§ **What is expected**
The full set of entries is to be printed exactly, with pictures excluded.
____
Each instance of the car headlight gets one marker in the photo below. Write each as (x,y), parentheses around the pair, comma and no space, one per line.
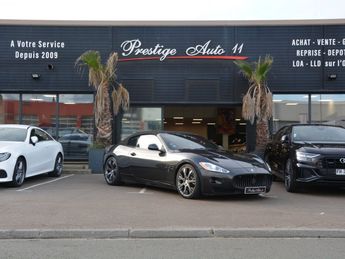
(306,157)
(4,156)
(214,168)
(268,167)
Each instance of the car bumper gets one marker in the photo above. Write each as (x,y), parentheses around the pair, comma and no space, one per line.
(308,174)
(242,183)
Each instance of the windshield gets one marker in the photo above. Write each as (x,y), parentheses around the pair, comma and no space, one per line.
(12,134)
(318,134)
(185,141)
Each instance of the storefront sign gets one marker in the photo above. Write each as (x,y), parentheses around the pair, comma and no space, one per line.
(30,50)
(315,53)
(206,50)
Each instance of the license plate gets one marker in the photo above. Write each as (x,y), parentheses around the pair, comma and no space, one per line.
(339,171)
(254,190)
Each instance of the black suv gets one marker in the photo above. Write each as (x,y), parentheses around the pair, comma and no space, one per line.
(307,154)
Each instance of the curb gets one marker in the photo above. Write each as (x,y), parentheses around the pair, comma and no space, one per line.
(171,233)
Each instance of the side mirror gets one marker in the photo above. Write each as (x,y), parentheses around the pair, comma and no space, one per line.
(285,139)
(153,147)
(156,148)
(34,140)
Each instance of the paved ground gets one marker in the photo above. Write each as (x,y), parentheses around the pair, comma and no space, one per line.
(87,202)
(174,248)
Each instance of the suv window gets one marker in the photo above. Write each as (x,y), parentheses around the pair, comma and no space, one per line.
(145,140)
(132,142)
(280,133)
(42,136)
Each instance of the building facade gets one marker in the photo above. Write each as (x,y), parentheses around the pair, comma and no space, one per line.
(180,77)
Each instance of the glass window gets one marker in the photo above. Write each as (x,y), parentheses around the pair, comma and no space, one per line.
(9,108)
(328,109)
(186,141)
(145,140)
(321,133)
(140,119)
(12,134)
(289,108)
(75,114)
(132,142)
(76,125)
(40,110)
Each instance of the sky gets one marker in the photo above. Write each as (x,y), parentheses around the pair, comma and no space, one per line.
(174,10)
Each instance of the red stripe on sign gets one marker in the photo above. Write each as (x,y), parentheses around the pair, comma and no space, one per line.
(186,57)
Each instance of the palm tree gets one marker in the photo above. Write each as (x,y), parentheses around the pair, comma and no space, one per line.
(257,102)
(102,78)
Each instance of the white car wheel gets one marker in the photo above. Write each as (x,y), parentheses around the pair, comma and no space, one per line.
(19,173)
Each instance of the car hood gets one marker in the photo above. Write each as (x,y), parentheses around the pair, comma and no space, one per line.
(230,160)
(325,148)
(7,146)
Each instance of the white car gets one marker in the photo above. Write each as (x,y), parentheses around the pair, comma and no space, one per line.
(26,151)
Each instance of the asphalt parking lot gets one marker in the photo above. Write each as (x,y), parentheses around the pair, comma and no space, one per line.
(86,202)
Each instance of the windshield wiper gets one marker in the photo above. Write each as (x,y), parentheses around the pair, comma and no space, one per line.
(310,143)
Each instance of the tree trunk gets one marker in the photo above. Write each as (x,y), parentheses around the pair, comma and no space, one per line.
(261,136)
(103,124)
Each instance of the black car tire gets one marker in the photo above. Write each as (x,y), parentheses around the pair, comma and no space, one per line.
(290,177)
(18,173)
(187,182)
(58,166)
(111,172)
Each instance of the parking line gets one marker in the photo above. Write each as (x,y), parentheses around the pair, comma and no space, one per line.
(36,185)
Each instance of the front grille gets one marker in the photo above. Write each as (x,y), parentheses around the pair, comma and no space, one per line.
(332,163)
(252,180)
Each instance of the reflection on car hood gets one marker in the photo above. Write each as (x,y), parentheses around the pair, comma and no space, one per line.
(325,148)
(229,160)
(7,146)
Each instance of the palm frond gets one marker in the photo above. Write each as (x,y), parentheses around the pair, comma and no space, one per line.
(110,67)
(245,68)
(257,102)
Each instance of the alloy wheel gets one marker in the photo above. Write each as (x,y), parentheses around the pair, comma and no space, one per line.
(58,165)
(19,173)
(187,181)
(111,172)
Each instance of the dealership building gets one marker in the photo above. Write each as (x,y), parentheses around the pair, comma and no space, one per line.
(180,75)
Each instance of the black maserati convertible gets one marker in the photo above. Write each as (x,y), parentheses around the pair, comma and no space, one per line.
(185,162)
____
§ **Response to the task**
Each instance of the car headlight gets one marker in the photo below. Write each as (x,y), parentheses around the pair, comma and no space, one per line.
(306,157)
(4,156)
(214,168)
(268,167)
Each instance of the car bumper gets one marker in the photo above. Write each as (x,y), parentheses around the pair, comma and no space, one per line.
(308,174)
(242,183)
Each instance of the windshield gets one marker in the photo above. Write each as (x,y), parentheses around the pair, comma and no space, one per line.
(12,134)
(318,134)
(185,141)
Each instance of the storefront sign gets one marker in the photo above. Write each as (x,y), parentheses around the pair, comma and no space, one per line.
(30,50)
(315,53)
(206,50)
Each instance of the license plate gets one marker in the photo above. Write each as (x,y), parentheses around the pair, comma and no space, one per line.
(339,171)
(254,190)
Each instance of the black suv gets one marker in the photo above. Write each as (x,y), parentheses around the pair, comma and no space, one per line.
(307,154)
Each instance of the curb gets one marker in the photo above. Write each as (x,y), parentheses around the pair, comma and no space, one per line.
(171,233)
Each instance of the side mirror gets one marker in the photo above. Write each as (x,y), parentheses around the pair, comma and no space, one per line.
(285,139)
(153,147)
(156,148)
(34,140)
Each instance of the paved ground gets one marker in the photo above. Write each as (x,y), parentheses around the pair, comma and no space, one per line.
(87,202)
(174,248)
Each instance of the suv window gets one marker in the photo above. Write each as (x,y), parentheses around the pair, comma and no space, one per line.
(145,140)
(132,142)
(280,133)
(42,136)
Each instance of the building facade gets one marker in the photo above. Write each as (x,y), parentheses around the pair, comma and no space, one per line.
(180,77)
Each instance of the glass window gets one marker in the photo above. Write each as (x,y), parentheses around the pair, comma and no space, one per line.
(9,108)
(328,109)
(186,141)
(145,140)
(321,133)
(140,119)
(12,134)
(289,108)
(75,114)
(132,142)
(76,125)
(40,110)
Each instance of the sky gets one marker in the photo above. Write each as (x,y), parentheses around the pair, comma and no space, one per line.
(174,10)
Each instance of the red stripe on sign gets one marker in the photo above. Write each as (x,y), parentheses around the pair, comma and no space, one per line.
(186,57)
Each instance of the palm tree gets one marker in the photo above. Write each as (x,y), parentheses around the pair, comma and no space, one per line.
(257,102)
(102,78)
Each instance of the white car wheel gets one marker in the photo above. Write each as (x,y), parentheses around the pair, comma and no space, one per line.
(19,173)
Each instance of the car hood gets one marker in the photo above. Write each as (x,y), parentheses around the pair, comma and no space, one per line.
(230,160)
(325,148)
(7,146)
Each instance of the white car gets one marker in the photo above. Write each as (x,y), parentheses around the pair, comma and no space, one per line.
(26,151)
Each instance of the asphalt parking lot gets one marker in the photo above. Write each as (x,y), parentheses around the pair, comma and no space, one per line.
(86,202)
Each instance of the windshield wiper gets one marker in the photo above. Write each as (x,y), parentheses around the pair, comma and no space, one per line.
(310,143)
Each instance of the tree trunk gets one marker in the photo above. Write each as (x,y), parentheses around the pair, comma and no space, one per line.
(261,136)
(103,124)
Each instance of the black car tire gets one marker in the photo above. Write each as (x,y), parentheses around the pair, comma and no space, one per line.
(290,177)
(18,173)
(187,182)
(58,166)
(111,172)
Each instance of the parking line gets one marker in the photo above. Write each as (x,y), parentheses around the pair, comma and no space, one per line.
(36,185)
Each instance of the front grille gets one marker in the photo above. Write each as (x,y), parentheses around the pair, comma and no space, one per line.
(332,163)
(252,180)
Each instance of the reflection on car hood gets one marker in the photo above. Write each as (x,y), parentheses around the pair, comma and no space, one per line.
(325,148)
(229,160)
(7,146)
Each instance of the palm frond gets one marker in the photo above. Write each as (x,y), parentheses around the pair, comma and no space, one per line.
(110,67)
(245,68)
(257,102)
Each instance of the alloy wheel gets one marker in the photo above. Write each as (x,y), parentheses around the pair, comma and no space, one per line.
(58,165)
(19,173)
(187,181)
(111,172)
Each instance of the dealership building gets one marker in the photo above. Write each as (x,y), parentheses around the pair, comma and no space, one per line.
(180,75)
Each instance of the black maserati convertible gets one marker in the photo above. Write each as (x,y), parentheses around the pair, comma and no space, one per line.
(185,162)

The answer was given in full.